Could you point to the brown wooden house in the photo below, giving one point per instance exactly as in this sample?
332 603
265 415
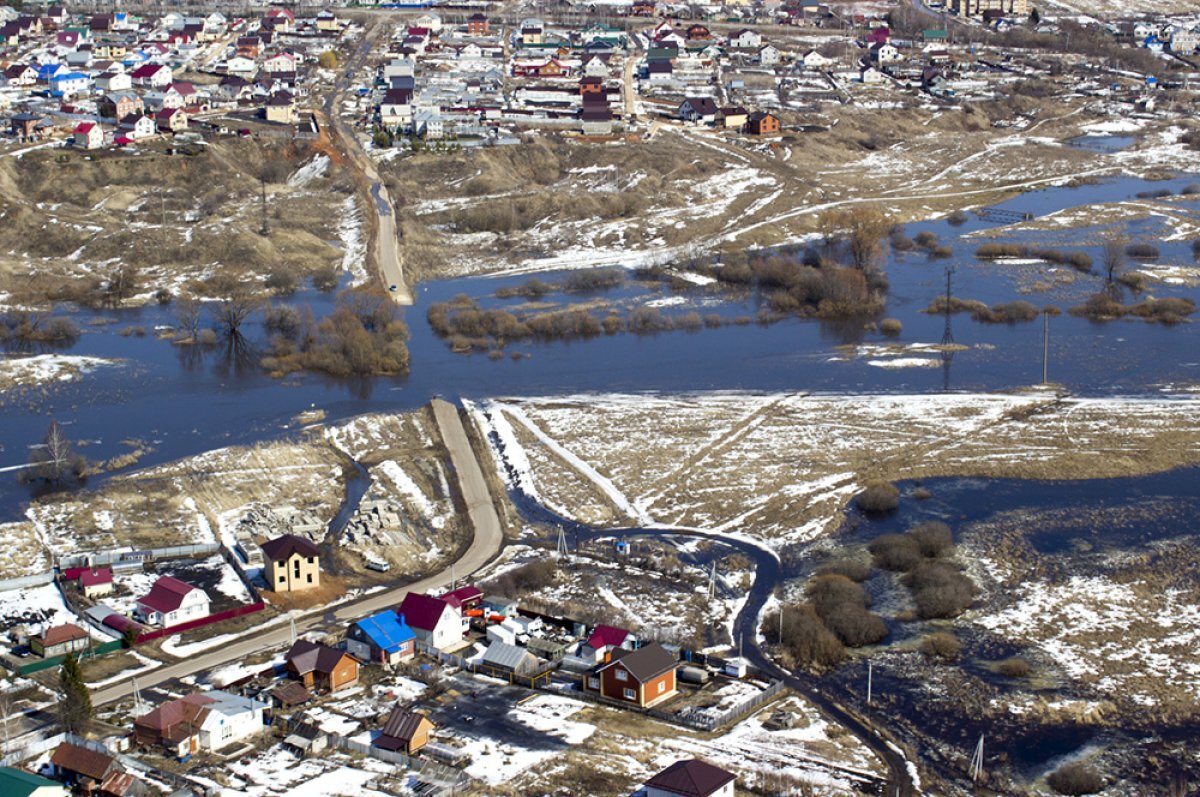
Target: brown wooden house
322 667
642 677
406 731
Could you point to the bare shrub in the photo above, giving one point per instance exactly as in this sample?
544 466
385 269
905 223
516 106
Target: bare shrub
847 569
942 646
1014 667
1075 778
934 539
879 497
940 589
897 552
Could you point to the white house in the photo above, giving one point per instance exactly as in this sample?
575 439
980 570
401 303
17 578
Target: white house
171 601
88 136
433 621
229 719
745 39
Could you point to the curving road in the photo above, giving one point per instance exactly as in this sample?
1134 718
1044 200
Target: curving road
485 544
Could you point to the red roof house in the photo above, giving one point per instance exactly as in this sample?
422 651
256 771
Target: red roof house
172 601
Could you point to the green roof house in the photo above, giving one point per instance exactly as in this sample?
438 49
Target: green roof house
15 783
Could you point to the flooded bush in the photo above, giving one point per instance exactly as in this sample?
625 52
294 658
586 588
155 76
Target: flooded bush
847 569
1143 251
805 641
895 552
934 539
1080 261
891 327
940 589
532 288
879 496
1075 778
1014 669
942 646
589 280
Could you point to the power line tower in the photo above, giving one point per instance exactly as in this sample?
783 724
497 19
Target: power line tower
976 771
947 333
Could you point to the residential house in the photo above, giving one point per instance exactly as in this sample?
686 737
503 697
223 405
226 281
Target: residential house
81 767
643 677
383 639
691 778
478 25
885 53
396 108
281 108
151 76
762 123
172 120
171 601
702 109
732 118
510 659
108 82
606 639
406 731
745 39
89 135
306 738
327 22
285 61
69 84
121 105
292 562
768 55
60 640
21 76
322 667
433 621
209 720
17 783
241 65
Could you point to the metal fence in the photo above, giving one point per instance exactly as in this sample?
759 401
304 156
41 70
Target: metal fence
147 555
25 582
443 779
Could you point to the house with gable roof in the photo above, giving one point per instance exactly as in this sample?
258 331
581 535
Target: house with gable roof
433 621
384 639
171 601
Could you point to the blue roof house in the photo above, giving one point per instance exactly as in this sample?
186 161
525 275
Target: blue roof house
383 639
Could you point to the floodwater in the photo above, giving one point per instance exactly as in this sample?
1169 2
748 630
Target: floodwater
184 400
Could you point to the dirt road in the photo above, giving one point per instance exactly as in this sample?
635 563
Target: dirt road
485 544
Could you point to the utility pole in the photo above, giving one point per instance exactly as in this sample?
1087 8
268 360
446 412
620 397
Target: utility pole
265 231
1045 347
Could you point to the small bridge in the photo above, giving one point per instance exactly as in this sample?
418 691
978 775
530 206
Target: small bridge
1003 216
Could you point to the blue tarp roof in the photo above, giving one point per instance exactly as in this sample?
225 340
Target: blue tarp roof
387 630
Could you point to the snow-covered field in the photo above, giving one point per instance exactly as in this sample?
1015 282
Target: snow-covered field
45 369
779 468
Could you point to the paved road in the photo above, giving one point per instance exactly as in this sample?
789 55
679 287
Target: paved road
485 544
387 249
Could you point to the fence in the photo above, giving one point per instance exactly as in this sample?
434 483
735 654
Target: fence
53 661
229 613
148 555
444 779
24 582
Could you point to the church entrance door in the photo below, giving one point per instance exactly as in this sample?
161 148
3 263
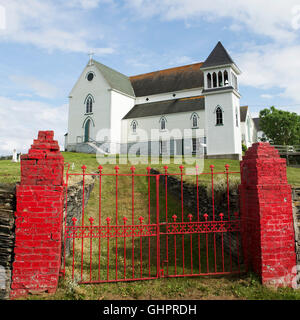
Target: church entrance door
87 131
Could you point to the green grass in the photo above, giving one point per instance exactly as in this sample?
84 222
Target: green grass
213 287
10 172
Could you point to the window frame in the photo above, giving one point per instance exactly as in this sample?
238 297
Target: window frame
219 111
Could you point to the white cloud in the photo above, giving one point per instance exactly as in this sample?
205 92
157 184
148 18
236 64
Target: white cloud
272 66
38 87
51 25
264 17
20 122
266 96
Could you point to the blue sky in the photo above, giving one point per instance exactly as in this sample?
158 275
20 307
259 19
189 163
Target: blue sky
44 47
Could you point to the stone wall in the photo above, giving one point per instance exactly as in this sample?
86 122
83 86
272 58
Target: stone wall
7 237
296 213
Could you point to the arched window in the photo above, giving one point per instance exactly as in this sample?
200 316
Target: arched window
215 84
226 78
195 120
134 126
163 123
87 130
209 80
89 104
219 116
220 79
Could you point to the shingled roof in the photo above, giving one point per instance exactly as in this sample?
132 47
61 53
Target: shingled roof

▸ **To do**
The copy must match the listing above exactly but contain no pictures.

▸ **Solution for this problem**
Could you point to the brown wooden house in the photo below, giving one point per instance exactly as in this sample?
332 603
265 415
Target: brown wooden house
322 667
642 677
406 731
Could you point to the bare shrub in the photo above, giving one point per instance exactly as in this sample?
544 466
385 269
905 223
516 106
Target: bare shrub
847 569
942 646
1014 667
1075 778
934 539
879 497
940 589
897 552
Could you point to the white house in the photo above, giving one point per instance exactly as in this sample?
575 439
980 570
401 303
17 578
Target: white house
171 601
88 136
433 621
229 719
745 39
Could you point to the curving road in the photo above, giving one point per instance exactly as in this sample?
1134 718
1044 200
Target: curving road
485 544
Could you point to the red roof house in the photo above, giving one point per instance exactly as in this sample?
422 651
256 771
Target: red roof house
172 601
Could you point to the green roof house in the photo above, giving one point per instance exactly as in this sample?
438 49
Target: green roof house
15 783
Could you point to the flooded bush in the photo above, giving one point per instance exactly as in this sample?
625 52
294 658
586 588
155 76
Target: flooded bush
847 569
1143 251
805 641
895 552
934 539
1080 261
891 327
940 589
532 288
879 496
1075 778
1014 669
942 646
589 280
Could you point to the power line tower in the photo above, giving one point per instance exactly as in this sample?
783 724
497 19
Target: power line tower
976 771
947 333
Could you point to the residential house in the photo above, giving one point per instance exactly as in this sample?
686 737
503 697
223 405
226 281
Target: residential house
81 767
643 677
383 639
691 778
478 25
885 53
396 108
281 108
151 76
762 123
172 120
171 601
702 109
732 118
510 659
108 82
606 639
406 731
745 39
89 135
306 738
327 22
285 61
69 84
121 105
292 562
768 55
60 640
21 76
322 667
433 621
209 720
17 783
241 65
Could you point to the metal fence in the photo above, giving one point per instance exactly as in this sample?
759 401
304 156
41 70
Target: metal fence
147 555
25 582
443 779
Could you point to the house with gable roof in the photo above, giving one point per instance exactly as in this sample?
258 331
581 535
Target: house with gable roof
433 621
384 639
171 601
Could you point to the blue roof house in the photo above, giving one point per instance exactly as in this sample?
186 161
525 275
Target: blue roof house
383 639
Could you point to the floodwater in the photo above, giving one point per instance exactly as in this sample?
1169 2
748 630
Target: floodwater
184 400
Could you point to the dirt road in the photo above, giving one point per instance exactly as in this sample?
635 563
Target: dirt road
485 544
Could you point to the utility pole in the photo above, giving one point per instance exactly as in this sample?
1087 8
268 360
446 412
620 397
Target: utility pole
265 231
1045 347
Could you point to the small bridge in the photo above, giving one point per instance exactly as in this sample?
418 691
978 775
530 206
Target: small bridge
1003 216
Could you point to the blue tarp roof in the photo above, giving one point per instance exactly as in this sample?
225 340
Target: blue tarp roof
387 630
Could you point to the snow-covered field in the photo above, giving one point per instance exactly as in this sample?
1015 282
Target: snow-covered field
45 369
779 468
Could you point to the paved road in the photo above, giving one point per instance exactly as in this sample?
789 55
679 287
Target: paved road
485 544
387 249
Could you point to the fence in the photo above, giving one point per instance exactly as in this sample?
434 483
735 654
Target: fence
53 661
229 613
148 555
444 779
24 582
Could you point to the church entrance door in the photo below, giving one point per instance exactly as in this sample?
161 148
3 263
Target: church entrance door
87 131
Could you point to the green grass in the photo above, giving one point per instance exactly as in this sample?
84 222
Target: green grass
213 287
10 172
Could you point to the window frame in the photo above, giving one point per instance exactly as in this sample?
238 297
Target: window frame
219 111
Could you point to the white cloud in the photo above, giving one point per instance exactly as in this sample?
205 92
157 184
148 18
236 64
Target: white cloud
272 66
38 87
51 25
264 17
20 122
266 96
Could you point to the blue sky in the photo above, giving one point per instance exactly as in this sample?
158 275
20 307
259 19
189 163
Target: blue sky
44 47
Could you point to the stone wall in the photo above, giving one point per instance exactly as in this sample?
86 122
83 86
272 58
Target: stone wall
7 237
296 213
Could you point to the arched window in the photo above, giving one point per instance exactly as in this sample?
200 316
Target: arched window
215 84
226 78
195 120
134 126
163 123
87 130
209 80
89 104
219 116
220 79
Could you point to the shingled roof in the photo above, giving one point per instance exactly as in this sample?
132 47
61 53
Target: shingled roof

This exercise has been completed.